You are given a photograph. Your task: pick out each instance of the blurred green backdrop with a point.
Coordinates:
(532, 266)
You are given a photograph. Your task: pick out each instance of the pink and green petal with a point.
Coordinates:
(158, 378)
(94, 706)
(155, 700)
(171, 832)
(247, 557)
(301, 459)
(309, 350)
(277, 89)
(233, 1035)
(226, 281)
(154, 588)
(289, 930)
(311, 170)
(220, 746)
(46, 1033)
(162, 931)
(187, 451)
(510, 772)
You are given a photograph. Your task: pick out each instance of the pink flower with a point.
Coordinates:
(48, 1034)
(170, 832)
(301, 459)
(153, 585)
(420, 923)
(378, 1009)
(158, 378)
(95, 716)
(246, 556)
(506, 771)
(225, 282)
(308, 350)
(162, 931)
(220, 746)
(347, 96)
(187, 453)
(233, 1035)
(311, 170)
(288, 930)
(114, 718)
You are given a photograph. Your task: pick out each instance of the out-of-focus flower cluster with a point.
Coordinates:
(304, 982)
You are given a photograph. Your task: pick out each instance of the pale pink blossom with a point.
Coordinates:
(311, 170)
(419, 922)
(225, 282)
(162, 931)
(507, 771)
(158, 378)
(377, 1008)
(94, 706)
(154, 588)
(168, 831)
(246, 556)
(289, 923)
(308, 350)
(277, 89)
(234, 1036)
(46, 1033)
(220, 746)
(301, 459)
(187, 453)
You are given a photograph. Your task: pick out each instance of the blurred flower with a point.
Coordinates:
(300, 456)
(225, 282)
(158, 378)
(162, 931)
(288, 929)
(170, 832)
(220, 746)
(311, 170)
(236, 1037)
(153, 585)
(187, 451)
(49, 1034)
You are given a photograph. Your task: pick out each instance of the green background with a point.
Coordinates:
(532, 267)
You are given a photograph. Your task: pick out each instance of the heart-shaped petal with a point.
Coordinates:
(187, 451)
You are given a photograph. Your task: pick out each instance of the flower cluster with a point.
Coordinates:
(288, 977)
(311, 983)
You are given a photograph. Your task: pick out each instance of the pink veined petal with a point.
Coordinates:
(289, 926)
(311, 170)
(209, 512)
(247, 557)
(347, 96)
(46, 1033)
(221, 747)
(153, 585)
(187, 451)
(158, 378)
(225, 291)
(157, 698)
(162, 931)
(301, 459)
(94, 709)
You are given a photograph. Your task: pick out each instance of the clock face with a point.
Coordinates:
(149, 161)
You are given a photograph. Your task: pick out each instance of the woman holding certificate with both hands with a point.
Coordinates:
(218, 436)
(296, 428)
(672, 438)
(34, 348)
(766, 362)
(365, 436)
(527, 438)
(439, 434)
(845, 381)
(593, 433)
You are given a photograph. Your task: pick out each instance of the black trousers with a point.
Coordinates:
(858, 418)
= = =
» **WORK TO BE COMPLETED**
Put the lines above into a Markdown table with the columns Row and Text, numbering each line in Row and leaving out any blank lines.

» **FINAL RESULT**
| Row | Text |
|---|---|
| 1 | You are given a photograph. Your task: pick out each instance of the blurred green backdrop with a point. |
| 2 | Coordinates: |
| 3 | (532, 266) |
| 4 | You are given a photograph. Your task: pick out each instance of the pink and green petal with a point. |
| 5 | Coordinates: |
| 6 | (158, 378) |
| 7 | (94, 706) |
| 8 | (155, 700) |
| 9 | (171, 832) |
| 10 | (247, 557) |
| 11 | (301, 459) |
| 12 | (309, 350) |
| 13 | (277, 89) |
| 14 | (233, 1035) |
| 15 | (226, 281) |
| 16 | (154, 588) |
| 17 | (289, 930) |
| 18 | (311, 170) |
| 19 | (220, 746) |
| 20 | (46, 1033) |
| 21 | (162, 931) |
| 22 | (187, 451) |
| 23 | (510, 772) |
| 24 | You are given a photograph. Your task: pick out each instance of the pink flower with a point. |
| 25 | Coordinates: |
| 26 | (48, 1034) |
| 27 | (170, 832) |
| 28 | (301, 459) |
| 29 | (153, 585) |
| 30 | (420, 923) |
| 31 | (378, 1009) |
| 32 | (158, 378) |
| 33 | (95, 716) |
| 34 | (246, 556) |
| 35 | (506, 771) |
| 36 | (225, 282) |
| 37 | (308, 350) |
| 38 | (162, 931) |
| 39 | (220, 746) |
| 40 | (347, 96) |
| 41 | (187, 453) |
| 42 | (233, 1035) |
| 43 | (311, 170) |
| 44 | (288, 930) |
| 45 | (114, 718) |
| 46 | You are given a photograph. Your task: pick out each instance of the out-of-focus flower cluster with a point. |
| 47 | Coordinates: |
| 48 | (304, 982) |
| 49 | You are given a photograph. Your task: pick out each instance of the pale pink blossom with a point. |
| 50 | Coordinates: |
| 51 | (311, 170) |
| 52 | (419, 922) |
| 53 | (225, 282) |
| 54 | (162, 931) |
| 55 | (507, 771) |
| 56 | (158, 378) |
| 57 | (377, 1008) |
| 58 | (94, 706) |
| 59 | (154, 588) |
| 60 | (168, 831) |
| 61 | (246, 556) |
| 62 | (289, 923) |
| 63 | (308, 350) |
| 64 | (277, 89) |
| 65 | (234, 1036) |
| 66 | (46, 1033) |
| 67 | (220, 746) |
| 68 | (301, 459) |
| 69 | (187, 453) |
| 70 | You are given a photograph. Your task: pick out each instance of the blurred flower with a point. |
| 71 | Coordinates: |
| 72 | (300, 456) |
| 73 | (225, 282) |
| 74 | (158, 378) |
| 75 | (162, 931) |
| 76 | (288, 929) |
| 77 | (170, 832) |
| 78 | (220, 746) |
| 79 | (311, 170) |
| 80 | (236, 1037) |
| 81 | (153, 585) |
| 82 | (187, 451) |
| 83 | (49, 1034) |
| 84 | You are given a photograph. Your task: pick out each instance of the green background with a point. |
| 85 | Coordinates: |
| 86 | (532, 267) |
| 87 | You are given a photograph. Your task: pick out each instance of the heart-shaped petal with a point. |
| 88 | Coordinates: |
| 89 | (187, 451) |
| 90 | You are given a photograph. Your task: pick out each instance of the flower cluster with a point. |
| 91 | Coordinates: |
| 92 | (288, 977) |
| 93 | (311, 983) |
| 94 | You are given a photograph. Your task: pick out each instance of the pink veined petal with a point. |
| 95 | Coordinates: |
| 96 | (289, 926) |
| 97 | (311, 170) |
| 98 | (209, 512) |
| 99 | (247, 557) |
| 100 | (347, 96) |
| 101 | (46, 1033) |
| 102 | (221, 747) |
| 103 | (153, 585) |
| 104 | (187, 451) |
| 105 | (158, 378) |
| 106 | (225, 291) |
| 107 | (157, 698) |
| 108 | (162, 931) |
| 109 | (301, 459) |
| 110 | (94, 709) |
| 111 | You are given a photograph. Your task: pick out each instance of the clock face with a point. |
| 112 | Coordinates: |
| 113 | (149, 161) |
| 114 | You are given a photograph. Your task: pick out each instance of the woman holding certificate with both hands with a point. |
| 115 | Coordinates: |
| 116 | (218, 436) |
| 117 | (296, 428) |
| 118 | (672, 438) |
| 119 | (34, 348) |
| 120 | (766, 362) |
| 121 | (365, 436) |
| 122 | (527, 438) |
| 123 | (439, 434) |
| 124 | (845, 381) |
| 125 | (593, 433) |
| 126 | You are given a photograph. Your task: pick out each instance of the black trousers with a point. |
| 127 | Coordinates: |
| 128 | (858, 418) |